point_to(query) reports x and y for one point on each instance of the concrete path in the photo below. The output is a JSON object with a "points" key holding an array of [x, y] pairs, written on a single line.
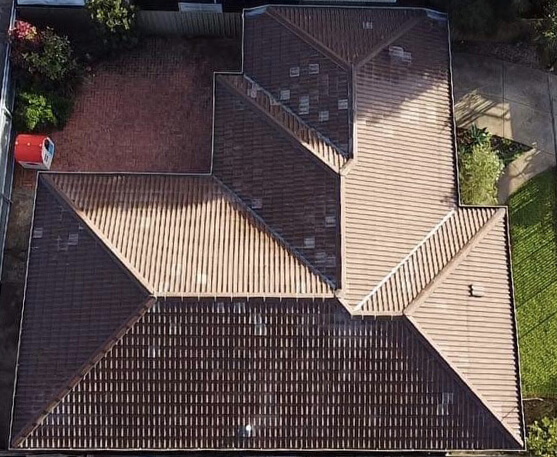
{"points": [[513, 102]]}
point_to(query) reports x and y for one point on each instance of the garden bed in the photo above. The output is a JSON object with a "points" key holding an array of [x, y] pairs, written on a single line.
{"points": [[507, 150], [533, 218]]}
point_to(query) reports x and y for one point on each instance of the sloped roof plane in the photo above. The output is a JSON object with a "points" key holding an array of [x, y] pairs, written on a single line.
{"points": [[322, 290]]}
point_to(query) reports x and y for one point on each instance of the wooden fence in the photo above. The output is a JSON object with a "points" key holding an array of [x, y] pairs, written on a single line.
{"points": [[191, 23]]}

▶ _What you will do_
What is needed is the whole listing again, set down exactly, without its pictures.

▶ _Answer to the problem_
point_to(query) reports x and y for one point on each instance of the concrete path in the photo below. The output is a JSON object with a "points" key holding an array of [x, y] pairs, written on a single line.
{"points": [[513, 102]]}
point_to(query) reports x and y for one point on each instance of the garden bed in the photo above. The output is a JSON object with a "points" key holding an array of [x, y] pairs, written on a single line.
{"points": [[507, 150], [533, 218]]}
point_to(query) reports x and y for one point on each instance of the sloped roof plane in the photo above. The output is a JSON object with a "points" key holding an array of [x, y] pairs, written on a single line.
{"points": [[322, 290]]}
point_to(query) reports x and y for one point on each instance of the wooden fence in the photo above. The output is a JSON object with a "points" key holding an array of [x, y] pairs, written on a single line.
{"points": [[191, 23]]}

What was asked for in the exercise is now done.